During the 1990s and early 2000s, my critique group loved Anne Lamott and read all her books and discussed them and laughed together at her humor. After that, she fell off my radar, though I still reread Bird by Bird (her book on writing) periodically. (I own two copies. Yeah, I misplaced my first one and couldn’t live without it, so I had to buy another.)
A few months ago, Lamott made an appearance at a nearby arts center, and my friend Linda emailed the critique group and suggested we go. So, Judy and Linda and I got to see her in person for the very first time. And I bought Almost Everything, her latest book.
The appearance was a week after Lamott’s 65th birthday and a week before her wedding (her first wedding!), a time of great transition for her. She whined a little and philosophized a lot. She told stories about her recent life and also recapped her whole life story. We left there feeling thoroughly entertained.
A few weeks later I settled in to read Almost Everything. After not reading any of her books written since 2005, I expected to be wowed. It’s her eighteenth book, consisting of twelve chapters on different topics. (She’s also written seven novels.)

TASK INSTRUCTIONS: Copy out the passage about Anne Lamott word for word, from its first sentence to its last. Use only the passage about Anne Lamott for your responses.

EXTRACTED MATERIAL:

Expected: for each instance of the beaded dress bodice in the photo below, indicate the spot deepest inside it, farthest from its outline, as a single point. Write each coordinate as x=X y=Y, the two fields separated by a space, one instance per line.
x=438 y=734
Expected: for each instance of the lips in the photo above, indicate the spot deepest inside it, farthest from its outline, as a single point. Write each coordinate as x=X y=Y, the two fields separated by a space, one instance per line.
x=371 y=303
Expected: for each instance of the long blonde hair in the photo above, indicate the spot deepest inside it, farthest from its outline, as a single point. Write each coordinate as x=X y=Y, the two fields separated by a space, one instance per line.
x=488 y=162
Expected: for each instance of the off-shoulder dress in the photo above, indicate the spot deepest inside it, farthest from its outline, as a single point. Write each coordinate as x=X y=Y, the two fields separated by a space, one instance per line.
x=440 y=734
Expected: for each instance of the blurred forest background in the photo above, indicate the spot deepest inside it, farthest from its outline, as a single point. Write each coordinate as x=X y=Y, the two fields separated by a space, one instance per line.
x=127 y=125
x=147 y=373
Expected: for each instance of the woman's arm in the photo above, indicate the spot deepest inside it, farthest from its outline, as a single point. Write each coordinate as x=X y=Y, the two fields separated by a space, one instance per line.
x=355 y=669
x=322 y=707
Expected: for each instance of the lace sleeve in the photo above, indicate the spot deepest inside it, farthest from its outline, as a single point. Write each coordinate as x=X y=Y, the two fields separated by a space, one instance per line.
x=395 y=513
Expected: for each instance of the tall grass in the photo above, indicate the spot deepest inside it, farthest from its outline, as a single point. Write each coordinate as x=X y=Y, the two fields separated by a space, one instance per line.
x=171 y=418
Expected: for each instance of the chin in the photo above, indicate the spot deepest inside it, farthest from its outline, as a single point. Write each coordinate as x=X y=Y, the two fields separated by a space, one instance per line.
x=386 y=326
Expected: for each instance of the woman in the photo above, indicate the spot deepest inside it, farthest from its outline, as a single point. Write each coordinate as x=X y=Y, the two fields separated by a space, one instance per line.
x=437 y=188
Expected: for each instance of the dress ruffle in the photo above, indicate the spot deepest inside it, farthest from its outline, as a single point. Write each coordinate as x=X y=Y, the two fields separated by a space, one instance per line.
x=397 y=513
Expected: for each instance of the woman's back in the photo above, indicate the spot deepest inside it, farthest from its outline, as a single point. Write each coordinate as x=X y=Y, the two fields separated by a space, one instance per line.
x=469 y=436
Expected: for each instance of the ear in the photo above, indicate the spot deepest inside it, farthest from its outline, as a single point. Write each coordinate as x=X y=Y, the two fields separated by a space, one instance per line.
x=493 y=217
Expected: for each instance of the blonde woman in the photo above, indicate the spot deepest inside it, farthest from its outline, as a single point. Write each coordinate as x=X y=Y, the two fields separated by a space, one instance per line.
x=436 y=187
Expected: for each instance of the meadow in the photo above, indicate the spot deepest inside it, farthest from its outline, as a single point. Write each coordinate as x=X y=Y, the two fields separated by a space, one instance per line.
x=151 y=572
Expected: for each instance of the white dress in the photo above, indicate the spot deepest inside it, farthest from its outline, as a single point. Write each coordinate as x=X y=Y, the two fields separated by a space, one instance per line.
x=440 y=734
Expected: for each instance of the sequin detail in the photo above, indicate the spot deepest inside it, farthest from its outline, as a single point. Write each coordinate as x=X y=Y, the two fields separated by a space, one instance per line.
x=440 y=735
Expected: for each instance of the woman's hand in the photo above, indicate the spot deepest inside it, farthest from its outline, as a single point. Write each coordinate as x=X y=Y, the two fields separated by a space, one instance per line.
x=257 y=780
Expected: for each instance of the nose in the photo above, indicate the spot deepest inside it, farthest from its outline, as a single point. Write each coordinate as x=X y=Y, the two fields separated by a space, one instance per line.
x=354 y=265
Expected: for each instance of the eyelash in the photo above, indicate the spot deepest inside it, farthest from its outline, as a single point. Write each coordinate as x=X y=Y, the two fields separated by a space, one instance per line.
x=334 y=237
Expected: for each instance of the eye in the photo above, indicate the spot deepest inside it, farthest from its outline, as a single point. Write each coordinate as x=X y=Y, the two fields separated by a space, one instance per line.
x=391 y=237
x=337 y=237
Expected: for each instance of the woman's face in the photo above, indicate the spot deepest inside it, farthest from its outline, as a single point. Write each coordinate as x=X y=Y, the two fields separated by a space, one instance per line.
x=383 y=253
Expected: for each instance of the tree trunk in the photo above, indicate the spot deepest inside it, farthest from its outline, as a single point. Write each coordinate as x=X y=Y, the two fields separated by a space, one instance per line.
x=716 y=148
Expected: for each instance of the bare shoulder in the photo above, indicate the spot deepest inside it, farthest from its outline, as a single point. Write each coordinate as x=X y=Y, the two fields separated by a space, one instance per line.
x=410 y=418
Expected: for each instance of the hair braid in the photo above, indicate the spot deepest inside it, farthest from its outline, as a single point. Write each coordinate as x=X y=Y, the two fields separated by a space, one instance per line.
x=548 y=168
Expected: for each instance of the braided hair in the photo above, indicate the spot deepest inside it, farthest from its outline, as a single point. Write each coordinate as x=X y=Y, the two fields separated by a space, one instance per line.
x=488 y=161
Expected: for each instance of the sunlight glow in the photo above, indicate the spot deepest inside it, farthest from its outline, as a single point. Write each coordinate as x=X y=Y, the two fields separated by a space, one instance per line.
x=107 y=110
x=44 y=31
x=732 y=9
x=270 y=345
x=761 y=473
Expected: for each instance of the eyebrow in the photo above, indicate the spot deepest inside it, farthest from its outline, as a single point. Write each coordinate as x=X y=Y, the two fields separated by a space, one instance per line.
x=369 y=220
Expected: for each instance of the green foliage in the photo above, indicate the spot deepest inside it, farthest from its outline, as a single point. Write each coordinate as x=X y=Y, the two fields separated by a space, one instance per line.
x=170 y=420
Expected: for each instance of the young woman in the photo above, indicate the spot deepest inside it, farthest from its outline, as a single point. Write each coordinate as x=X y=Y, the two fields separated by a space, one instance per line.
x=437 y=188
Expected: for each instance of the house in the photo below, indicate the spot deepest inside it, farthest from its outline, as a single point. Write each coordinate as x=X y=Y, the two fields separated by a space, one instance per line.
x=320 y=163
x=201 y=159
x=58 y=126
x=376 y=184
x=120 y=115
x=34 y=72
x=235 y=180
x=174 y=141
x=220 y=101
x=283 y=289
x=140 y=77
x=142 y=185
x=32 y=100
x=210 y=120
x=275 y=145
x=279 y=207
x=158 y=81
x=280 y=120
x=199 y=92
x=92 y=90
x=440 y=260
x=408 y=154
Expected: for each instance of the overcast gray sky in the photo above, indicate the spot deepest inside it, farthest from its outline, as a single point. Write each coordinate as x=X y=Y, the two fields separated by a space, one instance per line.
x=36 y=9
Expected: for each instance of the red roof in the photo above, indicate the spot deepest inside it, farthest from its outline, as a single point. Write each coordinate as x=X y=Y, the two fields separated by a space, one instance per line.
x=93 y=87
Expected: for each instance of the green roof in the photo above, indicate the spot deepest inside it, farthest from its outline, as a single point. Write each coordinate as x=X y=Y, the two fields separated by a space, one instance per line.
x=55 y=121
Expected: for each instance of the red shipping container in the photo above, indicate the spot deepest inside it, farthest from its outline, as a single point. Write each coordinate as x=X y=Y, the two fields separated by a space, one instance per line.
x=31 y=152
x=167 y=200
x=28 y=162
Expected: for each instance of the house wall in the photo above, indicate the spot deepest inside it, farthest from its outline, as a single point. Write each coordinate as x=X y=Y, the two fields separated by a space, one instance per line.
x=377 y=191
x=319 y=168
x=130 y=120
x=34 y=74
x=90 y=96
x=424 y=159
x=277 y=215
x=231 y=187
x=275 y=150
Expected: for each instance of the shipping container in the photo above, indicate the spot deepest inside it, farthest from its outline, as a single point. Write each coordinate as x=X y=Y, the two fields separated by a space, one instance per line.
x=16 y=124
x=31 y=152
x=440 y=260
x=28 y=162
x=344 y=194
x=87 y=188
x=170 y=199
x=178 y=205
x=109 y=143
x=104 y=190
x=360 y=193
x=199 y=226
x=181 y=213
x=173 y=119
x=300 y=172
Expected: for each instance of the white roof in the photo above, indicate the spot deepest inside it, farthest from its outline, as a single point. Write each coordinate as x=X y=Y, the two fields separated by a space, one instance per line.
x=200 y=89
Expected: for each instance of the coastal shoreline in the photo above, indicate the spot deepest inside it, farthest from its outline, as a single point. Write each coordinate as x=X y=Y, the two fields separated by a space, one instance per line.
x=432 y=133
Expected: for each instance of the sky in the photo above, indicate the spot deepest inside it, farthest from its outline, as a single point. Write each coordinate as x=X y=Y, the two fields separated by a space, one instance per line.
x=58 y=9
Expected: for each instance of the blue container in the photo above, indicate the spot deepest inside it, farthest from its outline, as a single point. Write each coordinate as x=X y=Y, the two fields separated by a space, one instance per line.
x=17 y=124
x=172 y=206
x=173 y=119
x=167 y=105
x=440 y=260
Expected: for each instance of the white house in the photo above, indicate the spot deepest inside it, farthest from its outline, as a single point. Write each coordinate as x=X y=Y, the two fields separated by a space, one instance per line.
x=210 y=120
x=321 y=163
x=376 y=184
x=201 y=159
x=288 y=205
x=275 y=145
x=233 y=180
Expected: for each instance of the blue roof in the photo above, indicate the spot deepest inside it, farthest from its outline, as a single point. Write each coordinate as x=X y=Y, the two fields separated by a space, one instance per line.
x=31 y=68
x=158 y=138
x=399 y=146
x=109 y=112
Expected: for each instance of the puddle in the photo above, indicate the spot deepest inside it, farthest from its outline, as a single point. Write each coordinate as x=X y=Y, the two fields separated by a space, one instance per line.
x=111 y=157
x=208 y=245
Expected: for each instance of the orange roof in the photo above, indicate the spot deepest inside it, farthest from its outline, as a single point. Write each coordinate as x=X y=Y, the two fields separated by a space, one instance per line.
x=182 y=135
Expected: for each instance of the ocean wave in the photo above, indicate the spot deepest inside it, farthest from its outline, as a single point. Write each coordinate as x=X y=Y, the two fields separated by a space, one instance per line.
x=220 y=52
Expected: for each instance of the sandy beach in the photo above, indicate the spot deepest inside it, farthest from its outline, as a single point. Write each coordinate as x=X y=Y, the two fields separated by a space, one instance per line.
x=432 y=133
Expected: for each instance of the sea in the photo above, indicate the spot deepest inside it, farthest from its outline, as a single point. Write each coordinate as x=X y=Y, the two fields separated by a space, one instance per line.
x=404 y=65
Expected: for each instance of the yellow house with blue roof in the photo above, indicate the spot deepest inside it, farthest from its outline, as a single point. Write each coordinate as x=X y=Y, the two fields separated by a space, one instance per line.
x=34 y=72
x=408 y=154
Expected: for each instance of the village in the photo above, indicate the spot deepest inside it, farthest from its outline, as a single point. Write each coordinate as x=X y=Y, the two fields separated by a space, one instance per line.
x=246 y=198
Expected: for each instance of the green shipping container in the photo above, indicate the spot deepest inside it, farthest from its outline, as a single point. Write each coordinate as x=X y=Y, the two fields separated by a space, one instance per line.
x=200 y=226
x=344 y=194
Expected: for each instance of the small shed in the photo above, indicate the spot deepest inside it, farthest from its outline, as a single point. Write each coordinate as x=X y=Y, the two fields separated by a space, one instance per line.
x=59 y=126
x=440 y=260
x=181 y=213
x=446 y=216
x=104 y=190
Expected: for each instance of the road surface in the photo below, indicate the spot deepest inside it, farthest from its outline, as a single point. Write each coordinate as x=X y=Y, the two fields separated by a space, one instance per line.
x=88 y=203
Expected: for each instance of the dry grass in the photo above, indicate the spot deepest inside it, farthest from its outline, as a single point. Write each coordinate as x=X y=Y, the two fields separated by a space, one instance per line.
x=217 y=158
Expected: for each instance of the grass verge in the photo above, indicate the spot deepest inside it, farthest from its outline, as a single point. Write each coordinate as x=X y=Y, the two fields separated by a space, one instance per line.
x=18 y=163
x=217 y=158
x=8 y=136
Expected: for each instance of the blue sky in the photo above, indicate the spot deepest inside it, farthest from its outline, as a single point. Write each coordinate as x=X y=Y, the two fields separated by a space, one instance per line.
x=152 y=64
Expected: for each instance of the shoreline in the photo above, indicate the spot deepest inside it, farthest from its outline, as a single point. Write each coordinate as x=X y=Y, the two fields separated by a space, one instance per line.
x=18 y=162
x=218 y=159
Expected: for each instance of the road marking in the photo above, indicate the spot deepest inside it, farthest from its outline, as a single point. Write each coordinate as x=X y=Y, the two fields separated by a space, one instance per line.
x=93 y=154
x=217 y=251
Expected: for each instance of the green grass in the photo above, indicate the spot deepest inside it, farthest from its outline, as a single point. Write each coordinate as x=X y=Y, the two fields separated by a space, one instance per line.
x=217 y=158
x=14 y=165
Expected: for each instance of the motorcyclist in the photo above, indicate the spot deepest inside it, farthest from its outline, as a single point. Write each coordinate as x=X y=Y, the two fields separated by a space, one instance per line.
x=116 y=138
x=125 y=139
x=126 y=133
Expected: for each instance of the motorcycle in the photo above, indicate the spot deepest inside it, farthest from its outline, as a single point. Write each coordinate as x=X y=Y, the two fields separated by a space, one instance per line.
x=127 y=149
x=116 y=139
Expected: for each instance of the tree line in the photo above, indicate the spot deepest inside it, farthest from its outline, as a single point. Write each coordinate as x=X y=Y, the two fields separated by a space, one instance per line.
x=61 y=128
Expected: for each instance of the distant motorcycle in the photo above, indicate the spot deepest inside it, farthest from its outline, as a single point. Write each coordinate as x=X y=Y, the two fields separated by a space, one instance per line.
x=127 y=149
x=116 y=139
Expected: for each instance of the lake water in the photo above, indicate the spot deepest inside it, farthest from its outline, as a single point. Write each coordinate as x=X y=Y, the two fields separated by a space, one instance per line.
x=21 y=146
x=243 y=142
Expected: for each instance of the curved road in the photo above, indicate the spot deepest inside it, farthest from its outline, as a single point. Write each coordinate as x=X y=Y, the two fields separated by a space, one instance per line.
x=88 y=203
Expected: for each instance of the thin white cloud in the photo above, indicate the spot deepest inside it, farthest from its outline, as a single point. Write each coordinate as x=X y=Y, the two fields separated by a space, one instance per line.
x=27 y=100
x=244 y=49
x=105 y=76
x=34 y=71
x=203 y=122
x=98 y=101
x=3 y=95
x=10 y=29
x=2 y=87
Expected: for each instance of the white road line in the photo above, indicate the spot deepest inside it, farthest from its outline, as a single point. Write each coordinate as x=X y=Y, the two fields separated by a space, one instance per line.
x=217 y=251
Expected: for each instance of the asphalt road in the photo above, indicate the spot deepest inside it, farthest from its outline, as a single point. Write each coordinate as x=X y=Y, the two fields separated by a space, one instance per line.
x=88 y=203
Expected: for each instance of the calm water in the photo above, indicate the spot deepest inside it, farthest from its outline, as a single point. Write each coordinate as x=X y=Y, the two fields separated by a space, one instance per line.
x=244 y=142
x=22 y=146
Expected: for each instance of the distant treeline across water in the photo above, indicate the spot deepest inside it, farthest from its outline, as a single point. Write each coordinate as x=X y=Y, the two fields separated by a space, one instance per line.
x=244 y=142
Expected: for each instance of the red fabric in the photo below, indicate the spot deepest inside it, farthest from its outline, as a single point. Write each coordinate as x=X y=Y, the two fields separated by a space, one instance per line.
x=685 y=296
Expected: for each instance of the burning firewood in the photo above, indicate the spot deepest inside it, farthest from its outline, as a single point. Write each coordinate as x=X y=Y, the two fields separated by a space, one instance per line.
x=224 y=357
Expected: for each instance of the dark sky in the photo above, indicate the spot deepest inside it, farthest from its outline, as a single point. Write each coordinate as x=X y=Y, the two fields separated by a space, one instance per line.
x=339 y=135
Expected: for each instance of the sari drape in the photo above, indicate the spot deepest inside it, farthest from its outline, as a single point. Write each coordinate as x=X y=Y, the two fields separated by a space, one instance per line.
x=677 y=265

OUTPUT FOR THIS TASK:
During the 1990s and early 2000s, my critique group loved Anne Lamott and read all her books and discussed them and laughed together at her humor. After that, she fell off my radar, though I still reread Bird by Bird (her book on writing) periodically. (I own two copies. Yeah, I misplaced my first one and couldn’t live without it, so I had to buy another.)
A few months ago, Lamott made an appearance at a nearby arts center, and my friend Linda emailed the critique group and suggested we go. So, Judy and Linda and I got to see her in person for the very first time. And I bought Almost Everything, her latest book.
The appearance was a week after Lamott’s 65th birthday and a week before her wedding (her first wedding!), a time of great transition for her. She whined a little and philosophized a lot. She told stories about her recent life and also recapped her whole life story. We left there feeling thoroughly entertained.
A few weeks later I settled in to read Almost Everything. After not reading any of her books written since 2005, I expected to be wowed. It’s her eighteenth book, consisting of twelve chapters on different topics. (She’s also written seven novels.)